#### Text passage:
——————
Horace Walpole, an eighteenth century British writer, created the term "serendipity" from the name given an imaginary kingdom in a fairy tale in which the principle characters "making discoveries by accident and sagacity. . . . for you must observe that no discovery of a thing you are looking for comes under this description." (Word History, "serendipity, American Heritage Dictionary (1992), p. 1647, quoting Walpole.) Contemplating instances of serendipity, Liestman (1992) describes six paradigms of serendipity and their application to information seeking:


Coincidence - discovery by purely random luck;
Prevenient grace - discovery benefiting from the efforts of others (e.g., through cataloguing and classification) performed on behalf of the searcher by others unseen and unknown;
Synchronicity - simultaneous occurrence of two meaningfully but not causally connected events;
Perseverance - the drudge method of exhaustive and open-ended searches until a discovery is made;
Altamirage - discovery as a result of the searcher's habits, character, knowledge which uniquely connect the searcher with information;
Sagacity - discoveries through intuition and skill which consciously or unconsciously steer the searcher to a fruitful source of information.
——————
[Excerpts from a location annotation dataset]
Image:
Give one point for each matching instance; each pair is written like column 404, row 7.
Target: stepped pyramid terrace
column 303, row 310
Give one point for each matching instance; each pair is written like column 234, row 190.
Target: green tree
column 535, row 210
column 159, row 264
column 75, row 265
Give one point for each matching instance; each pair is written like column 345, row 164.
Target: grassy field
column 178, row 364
——————
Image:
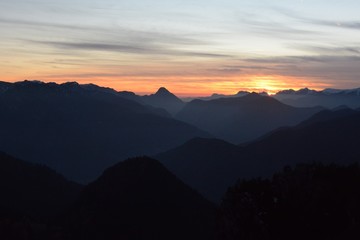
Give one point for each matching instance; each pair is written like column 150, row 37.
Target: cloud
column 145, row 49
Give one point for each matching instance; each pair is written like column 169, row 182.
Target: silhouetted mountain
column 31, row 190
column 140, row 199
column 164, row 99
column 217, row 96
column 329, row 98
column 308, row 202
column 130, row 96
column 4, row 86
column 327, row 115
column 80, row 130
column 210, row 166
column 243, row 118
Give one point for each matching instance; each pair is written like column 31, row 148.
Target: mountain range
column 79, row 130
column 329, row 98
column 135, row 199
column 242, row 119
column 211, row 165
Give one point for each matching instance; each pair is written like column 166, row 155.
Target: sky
——————
#### Goal:
Reproduce the passage on serendipity word for word, in full. The entries have no role in this exercise.

#### Answer in full:
Horace Walpole, an eighteenth century British writer, created the term "serendipity" from the name given an imaginary kingdom in a fairy tale in which the principle characters "making discoveries by accident and sagacity. . . . for you must observe that no discovery of a thing you are looking for comes under this description." (Word History, "serendipity, American Heritage Dictionary (1992), p. 1647, quoting Walpole.) Contemplating instances of serendipity, Liestman (1992) describes six paradigms of serendipity and their application to information seeking:


Coincidence - discovery by purely random luck;
Prevenient grace - discovery benefiting from the efforts of others (e.g., through cataloguing and classification) performed on behalf of the searcher by others unseen and unknown;
Synchronicity - simultaneous occurrence of two meaningfully but not causally connected events;
Perseverance - the drudge method of exhaustive and open-ended searches until a discovery is made;
Altamirage - discovery as a result of the searcher's habits, character, knowledge which uniquely connect the searcher with information;
Sagacity - discoveries through intuition and skill which consciously or unconsciously steer the searcher to a fruitful source of information.